_Passage provided_:
════

A blizzard in fact. Almost nine months pregnant, I had protested loudly "No no no! Not now! Don't go!" He assured me he'd be back before the baby came. Whatever wild hair made him decide that
now was a good time to go to California to pick up the sporty little car he had left there with friends when we had moved to Montana was beyond my capacity to comprehend.
And now it was the 8th.of April, my due date, and our hero was headed home, somewhere between California and Montana....
In the dark....
In a blizzard....Stop for a little bad weather? Nonsense! He was a man, not a pansy! Real men stick their heads out the window if they can't see through the windshield....and keep going.
And he had been right. There was no baby yet. Even before he was born, our Chuk E Boy was a gentleman.
I waddled from door to window to kitchen to bedroom.....No matter what they say about tall women carrying better, at nine months you're a duck, lacking only the quack. Where was he? Shouldn't he be home by now?
I dozed off for a while, then woke with a start. The garage door? Surely I'd heard it opening? I peered out the window but all was dark, nobody there. Then the phone rang.
It was a nurse at the hospital. In a gentle, soothing voice she told me I shouldn't panic, they had my husband, he'd had an accident, but he was going to be alright.
I have no idea how I got to the hospital.....Did I drive? Did someone else drive me? What did I do with Lily? She was two and a half at the time. I know I didn't leave her alone. I must have taken her to a neighbour.....
I only remember waddling through the hospital entrance, and seeing the OC being wheeled somewhere on a stretcher. He had bits of glass sticking out of his face. He didn't look his best.
He had gone off the highway in the middle of nowhere, with zero visibility, in the blizzard. Still driving when any sane person would have pulled off somewhere and waited it out. Probably read too many superhero comic books as a child.

════

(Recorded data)
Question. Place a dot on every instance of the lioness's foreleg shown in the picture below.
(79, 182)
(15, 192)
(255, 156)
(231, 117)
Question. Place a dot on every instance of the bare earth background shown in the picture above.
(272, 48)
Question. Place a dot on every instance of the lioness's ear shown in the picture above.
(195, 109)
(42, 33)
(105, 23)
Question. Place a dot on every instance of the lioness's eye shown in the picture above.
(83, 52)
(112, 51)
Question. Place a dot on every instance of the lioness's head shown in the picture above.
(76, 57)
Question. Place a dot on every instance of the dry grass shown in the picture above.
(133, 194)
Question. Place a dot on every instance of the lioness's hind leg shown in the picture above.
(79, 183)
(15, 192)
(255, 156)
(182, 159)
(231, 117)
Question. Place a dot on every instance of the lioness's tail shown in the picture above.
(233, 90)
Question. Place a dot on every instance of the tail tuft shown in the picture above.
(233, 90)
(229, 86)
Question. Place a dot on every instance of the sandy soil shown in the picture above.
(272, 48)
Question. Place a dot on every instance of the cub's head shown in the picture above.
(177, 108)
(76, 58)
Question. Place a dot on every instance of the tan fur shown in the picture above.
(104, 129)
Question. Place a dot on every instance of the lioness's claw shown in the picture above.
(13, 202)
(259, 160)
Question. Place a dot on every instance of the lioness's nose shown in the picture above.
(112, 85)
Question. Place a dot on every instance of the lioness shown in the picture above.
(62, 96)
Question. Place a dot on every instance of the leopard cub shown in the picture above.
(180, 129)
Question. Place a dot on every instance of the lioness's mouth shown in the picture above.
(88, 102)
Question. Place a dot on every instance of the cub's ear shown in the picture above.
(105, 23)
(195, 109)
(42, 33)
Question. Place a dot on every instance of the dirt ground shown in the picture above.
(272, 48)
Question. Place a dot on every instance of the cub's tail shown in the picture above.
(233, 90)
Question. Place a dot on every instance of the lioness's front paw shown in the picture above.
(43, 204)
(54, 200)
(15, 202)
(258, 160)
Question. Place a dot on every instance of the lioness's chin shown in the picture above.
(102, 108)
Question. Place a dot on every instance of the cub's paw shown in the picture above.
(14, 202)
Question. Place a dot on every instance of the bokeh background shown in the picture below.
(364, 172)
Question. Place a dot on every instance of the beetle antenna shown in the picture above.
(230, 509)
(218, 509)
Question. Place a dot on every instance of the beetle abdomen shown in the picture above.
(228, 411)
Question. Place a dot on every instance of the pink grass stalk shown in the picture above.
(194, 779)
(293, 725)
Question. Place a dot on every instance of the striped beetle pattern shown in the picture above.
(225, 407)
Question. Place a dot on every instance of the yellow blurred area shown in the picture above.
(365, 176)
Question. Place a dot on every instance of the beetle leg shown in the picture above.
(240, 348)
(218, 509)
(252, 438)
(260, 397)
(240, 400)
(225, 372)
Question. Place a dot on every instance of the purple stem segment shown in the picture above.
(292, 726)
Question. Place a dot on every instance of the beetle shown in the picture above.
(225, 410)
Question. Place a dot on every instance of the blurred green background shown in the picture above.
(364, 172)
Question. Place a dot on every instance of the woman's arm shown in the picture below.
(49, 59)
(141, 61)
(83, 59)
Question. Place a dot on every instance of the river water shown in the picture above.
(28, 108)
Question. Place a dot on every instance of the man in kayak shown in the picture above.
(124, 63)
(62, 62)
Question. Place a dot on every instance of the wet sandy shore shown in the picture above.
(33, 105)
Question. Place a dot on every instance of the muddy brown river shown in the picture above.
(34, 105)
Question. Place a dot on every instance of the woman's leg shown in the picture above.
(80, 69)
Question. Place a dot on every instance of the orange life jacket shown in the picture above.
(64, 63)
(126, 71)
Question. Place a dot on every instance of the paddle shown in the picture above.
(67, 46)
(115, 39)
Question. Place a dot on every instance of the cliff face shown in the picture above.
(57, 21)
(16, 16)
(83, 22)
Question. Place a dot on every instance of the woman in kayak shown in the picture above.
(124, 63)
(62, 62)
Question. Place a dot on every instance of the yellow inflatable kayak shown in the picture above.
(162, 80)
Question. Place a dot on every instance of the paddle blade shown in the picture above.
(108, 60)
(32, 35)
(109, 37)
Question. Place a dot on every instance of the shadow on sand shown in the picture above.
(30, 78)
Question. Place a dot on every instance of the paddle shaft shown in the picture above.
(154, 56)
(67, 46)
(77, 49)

════

_Using the information_:
#1 In the blizzard account, how old was Lily at the time?
#2 Please set down the part of the blizzard account that opens with the words containing "And now it was" and closes with "windshield....and keep going.".
#3 Decide whether each statement agrees with the blizzard account, answering yes or no and quoting the words that decide it: (a) The nurse said the husband was going to be all right. (b) The husband went to California to pick up a car he had left with friends. (c) The baby had already arrived by the time the husband was heading home.
These records come from a separate source and are unrelated to the blizzard account.

_Task answers_:
#1 She was two and a half.

#2
And now it was the 8th.of April, my due date, and our hero was headed home, somewhere between California and Montana....
In the dark....
In a blizzard....Stop for a little bad weather? Nonsense! He was a man, not a pansy! Real men stick their heads out the window if they can't see through the windshield....and keep going.

#3
(a) Yes: "he'd had an accident, but he was going to be alright."
(b) Yes: "to go to California to pick up the sporty little car he had left there with friends"
(c) No: "There was no baby yet."